Copy every record exactly.

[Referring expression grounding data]
□ □ □
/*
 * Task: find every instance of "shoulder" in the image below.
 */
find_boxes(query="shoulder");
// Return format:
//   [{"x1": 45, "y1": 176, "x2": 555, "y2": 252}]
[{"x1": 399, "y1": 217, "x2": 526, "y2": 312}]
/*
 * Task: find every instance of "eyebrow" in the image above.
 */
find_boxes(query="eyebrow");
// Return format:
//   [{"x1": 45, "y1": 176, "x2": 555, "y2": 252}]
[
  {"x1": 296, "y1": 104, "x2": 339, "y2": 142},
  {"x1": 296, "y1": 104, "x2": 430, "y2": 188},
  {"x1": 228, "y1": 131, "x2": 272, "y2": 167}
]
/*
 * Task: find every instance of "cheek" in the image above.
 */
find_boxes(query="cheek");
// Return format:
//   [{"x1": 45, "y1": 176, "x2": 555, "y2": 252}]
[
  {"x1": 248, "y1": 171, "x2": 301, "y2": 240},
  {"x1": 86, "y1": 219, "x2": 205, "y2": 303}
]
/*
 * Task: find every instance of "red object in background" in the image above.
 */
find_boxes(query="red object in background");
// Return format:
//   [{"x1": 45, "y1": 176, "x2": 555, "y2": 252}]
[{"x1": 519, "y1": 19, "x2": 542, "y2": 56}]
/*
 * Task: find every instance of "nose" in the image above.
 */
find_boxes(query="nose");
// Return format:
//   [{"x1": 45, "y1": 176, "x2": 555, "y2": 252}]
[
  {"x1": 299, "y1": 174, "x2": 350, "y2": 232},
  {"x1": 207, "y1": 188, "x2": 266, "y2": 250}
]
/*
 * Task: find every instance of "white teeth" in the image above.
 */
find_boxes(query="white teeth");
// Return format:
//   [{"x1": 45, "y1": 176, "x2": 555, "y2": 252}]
□ □ □
_Worked solution_:
/*
 * Task: find every instance of "shoulder" in the image below.
 */
find_boxes(query="shoulder");
// Return format:
//   [{"x1": 45, "y1": 176, "x2": 555, "y2": 252}]
[{"x1": 399, "y1": 217, "x2": 526, "y2": 312}]
/*
 * Task: find every instance of "eyebrow" in the image above.
 */
find_boxes(query="eyebrow");
// Return format:
//   [{"x1": 45, "y1": 176, "x2": 555, "y2": 252}]
[
  {"x1": 296, "y1": 104, "x2": 339, "y2": 142},
  {"x1": 296, "y1": 104, "x2": 430, "y2": 188},
  {"x1": 228, "y1": 131, "x2": 272, "y2": 167}
]
/*
 * Task: find every instance of "cheek" in the image above.
 */
find_boxes(query="cheek");
// Return format:
//   [{"x1": 45, "y1": 176, "x2": 555, "y2": 252}]
[
  {"x1": 248, "y1": 171, "x2": 301, "y2": 240},
  {"x1": 86, "y1": 219, "x2": 205, "y2": 303}
]
/*
 * Task: find every instance of "red object in background" in the image above.
 */
find_boxes(query="red object in background");
// Return format:
//   [{"x1": 45, "y1": 176, "x2": 555, "y2": 252}]
[{"x1": 519, "y1": 19, "x2": 542, "y2": 56}]
/*
 * Task: find every instance of "nose" in the image above.
 */
find_boxes(query="nose");
// Return format:
//   [{"x1": 45, "y1": 176, "x2": 555, "y2": 252}]
[
  {"x1": 299, "y1": 174, "x2": 350, "y2": 232},
  {"x1": 207, "y1": 188, "x2": 266, "y2": 250}
]
/*
 * Task: find every instance of "white teeth" in the image above.
 */
find_boxes(query="white teeth");
// Return format:
//   [{"x1": 45, "y1": 176, "x2": 555, "y2": 252}]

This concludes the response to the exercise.